Trabalho do preso
O trabalho das pessoas presas é considerado pelo legislador
como algo extremamente importante para a ressocialização do condenado. Veja o
que diz a Lei de Execução Penal (Lei nº 7.210/84):
Art. 28. O trabalho do condenado, como
dever social e condição de dignidade humana, terá finalidade educativa e
produtiva.
Obrigatoriedade de trabalho
dos presos
Em razão da importância do trabalho para a ressocialização,
a LEP prevê, inclusive, que o condenado à pena privativa de liberdade é obrigado
a trabalhar. Veja:
Art. 31. O condenado à pena privativa
de liberdade está obrigado ao trabalho na medida de suas aptidões e capacidade.
Parágrafo único. Para o preso
provisório, o trabalho não é obrigatório e só poderá ser executado no interior
do estabelecimento.

> [ENUNCIADO]:
Prossiga o texto sobre o trabalho do preso, começando logo após a última frase apresentada.

> [DADOS APRESENTADOS]:
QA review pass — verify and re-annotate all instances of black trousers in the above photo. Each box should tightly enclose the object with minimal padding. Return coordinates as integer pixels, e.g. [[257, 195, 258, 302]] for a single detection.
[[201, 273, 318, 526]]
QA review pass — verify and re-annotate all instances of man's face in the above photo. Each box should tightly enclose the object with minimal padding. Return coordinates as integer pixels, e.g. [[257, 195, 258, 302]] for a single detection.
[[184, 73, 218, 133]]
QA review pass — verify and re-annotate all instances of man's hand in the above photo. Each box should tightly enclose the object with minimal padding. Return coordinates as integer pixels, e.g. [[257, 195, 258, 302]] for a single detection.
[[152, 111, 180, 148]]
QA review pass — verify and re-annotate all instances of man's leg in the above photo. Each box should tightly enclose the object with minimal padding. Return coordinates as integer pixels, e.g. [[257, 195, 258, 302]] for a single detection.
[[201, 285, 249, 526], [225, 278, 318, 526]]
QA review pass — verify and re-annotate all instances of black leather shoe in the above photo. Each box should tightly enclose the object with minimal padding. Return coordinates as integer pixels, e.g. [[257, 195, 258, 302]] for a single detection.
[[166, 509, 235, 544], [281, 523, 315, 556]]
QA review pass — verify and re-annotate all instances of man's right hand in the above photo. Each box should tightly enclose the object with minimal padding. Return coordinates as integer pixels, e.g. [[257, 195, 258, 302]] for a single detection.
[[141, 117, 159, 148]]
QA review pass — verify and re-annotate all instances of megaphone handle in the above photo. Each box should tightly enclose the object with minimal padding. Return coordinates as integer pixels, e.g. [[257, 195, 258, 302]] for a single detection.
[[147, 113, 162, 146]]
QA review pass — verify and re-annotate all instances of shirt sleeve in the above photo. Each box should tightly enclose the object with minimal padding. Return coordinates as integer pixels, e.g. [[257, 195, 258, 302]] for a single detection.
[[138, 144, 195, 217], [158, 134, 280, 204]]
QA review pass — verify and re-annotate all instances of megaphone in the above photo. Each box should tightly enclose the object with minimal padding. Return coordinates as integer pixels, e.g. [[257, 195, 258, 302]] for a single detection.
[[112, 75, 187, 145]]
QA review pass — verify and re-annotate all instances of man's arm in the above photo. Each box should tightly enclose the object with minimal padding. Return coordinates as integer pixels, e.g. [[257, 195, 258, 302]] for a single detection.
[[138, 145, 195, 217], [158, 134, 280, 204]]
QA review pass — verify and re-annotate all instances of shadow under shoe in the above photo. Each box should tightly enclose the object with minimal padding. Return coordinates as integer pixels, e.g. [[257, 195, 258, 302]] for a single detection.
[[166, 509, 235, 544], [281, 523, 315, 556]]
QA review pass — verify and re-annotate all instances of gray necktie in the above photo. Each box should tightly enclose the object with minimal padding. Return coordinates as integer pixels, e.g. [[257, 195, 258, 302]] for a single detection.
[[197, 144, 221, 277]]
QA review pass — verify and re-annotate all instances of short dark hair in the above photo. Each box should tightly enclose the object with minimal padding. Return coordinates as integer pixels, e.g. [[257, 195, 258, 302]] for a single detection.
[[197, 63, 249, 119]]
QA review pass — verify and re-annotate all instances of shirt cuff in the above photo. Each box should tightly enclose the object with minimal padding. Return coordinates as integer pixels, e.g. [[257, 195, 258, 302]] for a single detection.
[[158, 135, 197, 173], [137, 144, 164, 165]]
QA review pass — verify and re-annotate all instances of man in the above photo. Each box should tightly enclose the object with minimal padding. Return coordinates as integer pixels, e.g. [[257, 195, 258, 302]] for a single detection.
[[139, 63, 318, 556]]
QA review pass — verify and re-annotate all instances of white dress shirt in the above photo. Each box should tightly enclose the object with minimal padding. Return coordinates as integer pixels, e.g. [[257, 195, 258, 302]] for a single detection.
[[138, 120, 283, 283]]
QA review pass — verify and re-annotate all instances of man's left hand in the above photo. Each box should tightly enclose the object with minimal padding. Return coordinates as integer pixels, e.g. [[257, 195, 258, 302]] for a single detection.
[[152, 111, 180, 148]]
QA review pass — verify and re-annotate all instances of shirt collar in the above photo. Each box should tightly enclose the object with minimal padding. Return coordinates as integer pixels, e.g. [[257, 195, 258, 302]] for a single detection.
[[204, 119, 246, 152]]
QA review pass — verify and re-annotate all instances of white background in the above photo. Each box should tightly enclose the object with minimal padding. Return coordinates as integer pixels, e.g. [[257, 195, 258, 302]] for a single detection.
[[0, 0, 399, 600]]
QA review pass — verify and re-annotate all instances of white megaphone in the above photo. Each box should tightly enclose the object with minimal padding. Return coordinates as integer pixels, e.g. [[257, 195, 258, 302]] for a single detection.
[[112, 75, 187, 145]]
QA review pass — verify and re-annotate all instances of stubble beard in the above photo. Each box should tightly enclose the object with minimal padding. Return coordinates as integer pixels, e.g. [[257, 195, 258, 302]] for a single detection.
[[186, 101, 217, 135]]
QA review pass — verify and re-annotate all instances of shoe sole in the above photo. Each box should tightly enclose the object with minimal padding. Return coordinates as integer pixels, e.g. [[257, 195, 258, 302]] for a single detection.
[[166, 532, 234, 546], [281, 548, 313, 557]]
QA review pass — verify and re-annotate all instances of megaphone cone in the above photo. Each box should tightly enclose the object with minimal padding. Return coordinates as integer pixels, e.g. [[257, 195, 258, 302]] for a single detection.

> [RESPOSTA]:
Art. 39. Constituem deveres do
condenado:
V - execução do trabalho, das tarefas e
das ordens recebidas;
Ocorre que a CF/88 estabelece que é proibida, no Brasil, a
pena de trabalhos forçados:
Art. 5º (...)
XLVII - não haverá penas:
c) de trabalhos forçados;
Diante disso, indaga-se: os
dispositivos da LEP que preveem que o trabalho do preso é obrigatório
violam o art. 5º, XLVII, "c", da CF/88? O dever de trabalho imposto
ao preso é incompatível com a CF/88?
NÃO. O dever de trabalho imposto
pela LEP ao apenado não é considerado como pena de trabalho forçado. Em outras
palavras, quando a CF/88 proíbe penas de trabalhos forçados, isso não significa
que ela vede o trabalho interno obrigatório nos presídios.
Sobre o tema, veja o que diz o art. 6º, 3, “a”, da Convenção
Americana de Direitos Humanos (Pacto San José da Costa Rica):
Artigo 6º
(...)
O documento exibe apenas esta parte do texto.